> What is needed: Read the data, and whenever a line holds the word "helmet", report that line.

> Record extracts:
== Segment start ==
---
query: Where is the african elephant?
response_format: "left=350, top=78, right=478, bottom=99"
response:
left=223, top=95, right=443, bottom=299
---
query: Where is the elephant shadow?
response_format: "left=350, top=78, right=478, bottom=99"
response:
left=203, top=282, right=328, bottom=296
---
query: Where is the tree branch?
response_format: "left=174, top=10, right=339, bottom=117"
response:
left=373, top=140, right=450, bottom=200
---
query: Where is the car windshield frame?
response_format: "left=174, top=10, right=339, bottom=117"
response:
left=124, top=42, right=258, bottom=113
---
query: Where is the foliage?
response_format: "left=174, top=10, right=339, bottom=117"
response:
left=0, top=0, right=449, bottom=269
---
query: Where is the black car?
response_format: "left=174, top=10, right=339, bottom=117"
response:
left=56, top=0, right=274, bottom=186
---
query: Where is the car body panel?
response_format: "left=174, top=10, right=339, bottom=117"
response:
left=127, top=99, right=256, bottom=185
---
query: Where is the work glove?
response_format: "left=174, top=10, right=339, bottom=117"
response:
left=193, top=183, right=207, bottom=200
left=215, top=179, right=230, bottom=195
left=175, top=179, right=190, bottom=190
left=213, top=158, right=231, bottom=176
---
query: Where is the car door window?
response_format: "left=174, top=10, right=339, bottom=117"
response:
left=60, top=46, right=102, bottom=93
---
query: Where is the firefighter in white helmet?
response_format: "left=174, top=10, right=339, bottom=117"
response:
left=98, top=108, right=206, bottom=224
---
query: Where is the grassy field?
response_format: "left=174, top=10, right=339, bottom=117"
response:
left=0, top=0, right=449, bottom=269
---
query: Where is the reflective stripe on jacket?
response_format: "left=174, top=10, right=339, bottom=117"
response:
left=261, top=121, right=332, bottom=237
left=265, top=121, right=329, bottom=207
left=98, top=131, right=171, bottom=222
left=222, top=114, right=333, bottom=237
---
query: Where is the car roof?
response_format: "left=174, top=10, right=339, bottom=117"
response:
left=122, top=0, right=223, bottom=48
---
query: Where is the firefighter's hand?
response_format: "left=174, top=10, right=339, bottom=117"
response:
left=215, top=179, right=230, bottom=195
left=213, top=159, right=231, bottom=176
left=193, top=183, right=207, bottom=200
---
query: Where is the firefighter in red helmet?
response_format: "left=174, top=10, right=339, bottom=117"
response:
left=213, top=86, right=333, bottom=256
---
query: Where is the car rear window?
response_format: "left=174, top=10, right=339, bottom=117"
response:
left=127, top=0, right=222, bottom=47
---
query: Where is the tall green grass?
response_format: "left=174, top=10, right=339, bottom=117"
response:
== Segment end ==
> Response for this exercise:
query: Where is the firefighter in white helmet?
query: Where is the firefighter in red helmet?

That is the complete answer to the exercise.